### TO DO:
Pull every line containing the word "with" from the records.

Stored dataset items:
□ □ □ □ □ □ □
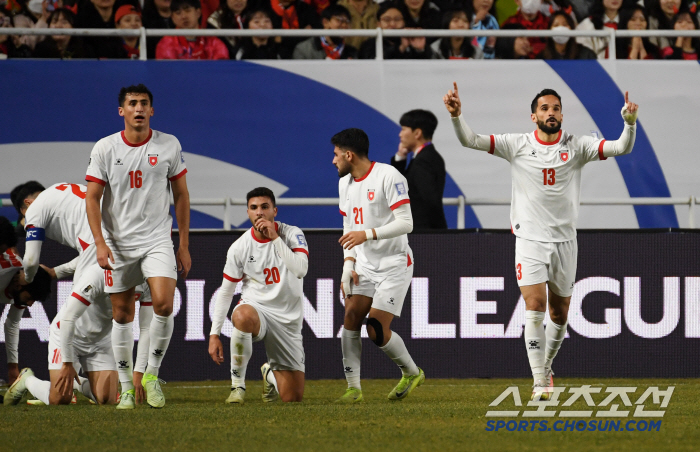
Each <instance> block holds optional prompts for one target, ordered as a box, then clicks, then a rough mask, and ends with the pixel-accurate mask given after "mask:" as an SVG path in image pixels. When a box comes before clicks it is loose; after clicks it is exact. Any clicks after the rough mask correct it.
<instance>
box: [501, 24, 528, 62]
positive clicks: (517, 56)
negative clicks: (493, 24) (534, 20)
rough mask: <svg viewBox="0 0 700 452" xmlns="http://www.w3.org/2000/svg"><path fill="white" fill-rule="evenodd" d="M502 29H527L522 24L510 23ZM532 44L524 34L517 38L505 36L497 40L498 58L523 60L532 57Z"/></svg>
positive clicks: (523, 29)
□ □ □ □ □ □ □
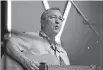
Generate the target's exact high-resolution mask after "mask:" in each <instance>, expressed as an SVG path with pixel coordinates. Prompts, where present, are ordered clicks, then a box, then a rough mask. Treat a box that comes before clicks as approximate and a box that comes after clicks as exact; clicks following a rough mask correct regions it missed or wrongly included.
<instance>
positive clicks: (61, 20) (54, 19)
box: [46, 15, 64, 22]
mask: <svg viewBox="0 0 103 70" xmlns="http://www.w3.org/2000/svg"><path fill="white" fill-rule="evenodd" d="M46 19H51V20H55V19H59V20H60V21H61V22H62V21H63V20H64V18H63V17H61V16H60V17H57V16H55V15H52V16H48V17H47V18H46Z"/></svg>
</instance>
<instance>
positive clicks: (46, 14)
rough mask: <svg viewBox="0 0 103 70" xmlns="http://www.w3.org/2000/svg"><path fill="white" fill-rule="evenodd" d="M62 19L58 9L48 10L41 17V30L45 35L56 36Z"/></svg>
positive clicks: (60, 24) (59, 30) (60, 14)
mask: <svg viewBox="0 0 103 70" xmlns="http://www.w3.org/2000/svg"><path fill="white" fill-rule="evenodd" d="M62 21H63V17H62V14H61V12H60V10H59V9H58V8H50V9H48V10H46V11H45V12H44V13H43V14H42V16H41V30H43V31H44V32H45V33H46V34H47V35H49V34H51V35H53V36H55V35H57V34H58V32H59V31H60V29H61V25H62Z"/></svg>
□ □ □ □ □ □ □
### RESULT OF THE EXERCISE:
Each <instance> block holds optional prompts for one target, ordered as a box, then clicks, then a rough mask, and ends with the pixel-accurate mask given after "mask:" as an SVG path in image pixels. When a box comes before clicks it is loose; after clicks it is exact. Any clicks after the rough mask correct it.
Generate the target's exact high-resolution mask after "mask:" in each <instance>, expressed as an SVG path with pixel coordinates. Prompts, where present, are ordered clicks, then a box, then a rough mask. Treat a box that comes before clicks as approximate and a box that comes after clicks as exact; clicks following a rough mask correct regions it missed or wrongly included.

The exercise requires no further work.